- [Records]
----
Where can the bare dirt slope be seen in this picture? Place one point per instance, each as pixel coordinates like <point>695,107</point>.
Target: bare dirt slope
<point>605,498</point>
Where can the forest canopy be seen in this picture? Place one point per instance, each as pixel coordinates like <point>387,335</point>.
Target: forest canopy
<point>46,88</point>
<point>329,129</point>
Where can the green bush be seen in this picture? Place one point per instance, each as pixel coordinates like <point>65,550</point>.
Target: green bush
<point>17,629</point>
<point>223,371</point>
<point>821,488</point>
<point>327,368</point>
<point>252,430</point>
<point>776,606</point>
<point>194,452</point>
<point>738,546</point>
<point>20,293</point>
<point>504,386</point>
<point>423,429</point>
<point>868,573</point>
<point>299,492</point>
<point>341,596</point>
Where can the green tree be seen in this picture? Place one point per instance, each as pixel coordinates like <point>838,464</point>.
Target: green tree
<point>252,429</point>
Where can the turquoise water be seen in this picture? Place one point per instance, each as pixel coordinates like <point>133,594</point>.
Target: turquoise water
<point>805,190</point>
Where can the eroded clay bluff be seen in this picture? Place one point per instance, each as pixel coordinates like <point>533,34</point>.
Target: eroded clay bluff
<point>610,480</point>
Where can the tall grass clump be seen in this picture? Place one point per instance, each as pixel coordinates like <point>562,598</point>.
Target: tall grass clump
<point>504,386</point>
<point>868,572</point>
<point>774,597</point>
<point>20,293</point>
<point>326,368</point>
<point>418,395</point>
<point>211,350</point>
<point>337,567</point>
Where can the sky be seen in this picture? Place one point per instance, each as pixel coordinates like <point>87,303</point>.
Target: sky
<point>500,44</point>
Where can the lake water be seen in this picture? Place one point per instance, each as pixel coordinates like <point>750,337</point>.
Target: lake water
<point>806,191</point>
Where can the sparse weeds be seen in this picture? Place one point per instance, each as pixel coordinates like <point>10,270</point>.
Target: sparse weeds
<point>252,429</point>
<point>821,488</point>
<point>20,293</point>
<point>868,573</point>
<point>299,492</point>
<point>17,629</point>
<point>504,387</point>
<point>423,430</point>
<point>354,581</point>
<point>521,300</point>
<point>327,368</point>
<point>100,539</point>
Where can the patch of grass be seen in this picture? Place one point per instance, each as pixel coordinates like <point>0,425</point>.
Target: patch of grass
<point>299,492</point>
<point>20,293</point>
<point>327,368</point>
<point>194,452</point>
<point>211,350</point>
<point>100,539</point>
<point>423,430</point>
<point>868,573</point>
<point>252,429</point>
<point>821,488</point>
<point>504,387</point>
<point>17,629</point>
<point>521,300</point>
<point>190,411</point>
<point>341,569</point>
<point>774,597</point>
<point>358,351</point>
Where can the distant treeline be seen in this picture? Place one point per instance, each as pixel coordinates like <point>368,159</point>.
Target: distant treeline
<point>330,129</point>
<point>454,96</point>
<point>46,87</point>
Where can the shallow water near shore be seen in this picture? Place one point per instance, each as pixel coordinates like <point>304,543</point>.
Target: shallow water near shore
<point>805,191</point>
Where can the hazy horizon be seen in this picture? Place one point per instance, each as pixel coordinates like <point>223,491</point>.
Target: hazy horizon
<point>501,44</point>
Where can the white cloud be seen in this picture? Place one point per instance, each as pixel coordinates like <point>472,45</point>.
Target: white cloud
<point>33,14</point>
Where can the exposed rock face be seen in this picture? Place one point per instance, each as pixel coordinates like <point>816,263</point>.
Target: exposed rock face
----
- [What the task asks]
Would you transcribe, exactly, the lines running from the one that contains "Target: distant treeline" through the final line of the listing above? Include both ends and nothing else.

- [Solution for this task]
Target: distant treeline
<point>330,129</point>
<point>454,96</point>
<point>46,87</point>
Where can the shallow water near shore be seen in this picture? Place one point per instance, each as pixel coordinates like <point>304,543</point>.
Target: shallow water near shore
<point>805,191</point>
Where can the hazy horizon be seen in this picture? Place one point per instance, each as pixel coordinates like <point>223,491</point>.
Target: hazy horizon
<point>501,44</point>
Where can the white cloud be seen in this picture? Place one point per instance, each as pixel coordinates like <point>472,45</point>.
Target: white cloud
<point>33,14</point>
Where can the exposed rock face be seen in this picture? Place one point per instance, each as pixel coordinates like <point>816,263</point>.
Target: exposed rock face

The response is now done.